▶ _Text segment_
= = = = =

Nunes said the new information he has seen "has nothing to do with Russia or the Russia investigation."
Democrats on the House intelligence oversight panel have argued the Trump campaign cooperated with the Russian government during the 2016 presidential campaign, although no evidence has surfaced of any ties between the two.
Rep. Adam Schiff (D., Calif.), ranking member of the intelligence committee, stated during a hearing Monday that several Trump aides colluded with the Russians during the campaign. His statement was based on a dossier by a former British intelligence officer that has been widely discredited as inaccurate.
The explosive reports uncovered by Nunes contradict public testimony Monday by FBI Director James Comey and National Security Agency Director Adm. Mike Rogers.
Comey and Rogers stated during an intelligence committee hearing that they had no information to support Trump's claims in a series of tweets that he had been placed under electronic surveillance by President Obama.
An FBI spokesman said there would be no clarification of Comey's testimony. An NSA spokesperson did not return emails seeking comment.
Nunes said the new information was disclosed to him by intelligence community "sources" he would not identify. During Monday's hearing, he appealed for anyone with information about Russian influence activities and possible improper political surveillance to come forward.
The House chairman said it is possible Obama directed the spying.
"We don't know who sent the taskings, if the taskings were changed into what went into these intelligence reports, but we're going to try to find that out," Nunes said.
Asked if he could rule out that Obama was personally involved in the surveillance, Nunes said "No, I cannot."
The disclosures about the spying appear to vindicate Trump, who was widely criticized for claiming he was spied on by the former president.
Trump and his aides also have come under criticism by critics in Congress and the news media for the spying allegations.

= = = = =

▶ _Given data_
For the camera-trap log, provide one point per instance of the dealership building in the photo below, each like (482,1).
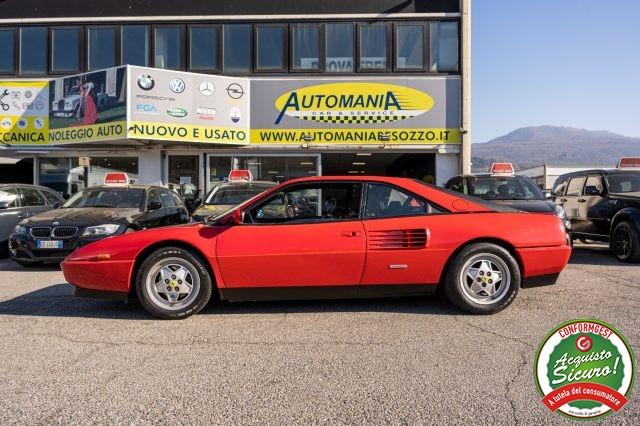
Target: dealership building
(181,93)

= = = = =

▶ _Exercises_
1. Decide whether each statement below agrees with the news excerpt about Nunes. Answer yes or no for each, and quote the words of the excerpt that decide it.
(a) Nunes named the intelligence community sources who gave him the new information.
(b) Schiff's statement about Trump aides was based on a dossier by a former British intelligence officer.
(c) Nunes said he could rule out that Obama was personally involved in the surveillance.
2. Reproduce the stretch of the news excerpt about Nunes from "Comey and Rogers" through "emails seeking comment.".

▶ _Outputs by task_
1.
(a) No: "Nunes said the new information was disclosed to him by intelligence community "sources" he would not identify."
(b) Yes: "His statement was based on a dossier by a former British intelligence officer"
(c) No: "Asked if he could rule out that Obama was personally involved in the surveillance, Nunes said "No, I cannot.""

2.
Comey and Rogers stated during an intelligence committee hearing that they had no information to support Trump's claims in a series of tweets that he had been placed under electronic surveillance by President Obama.
An FBI spokesman said there would be no clarification of Comey's testimony. An NSA spokesperson did not return emails seeking comment.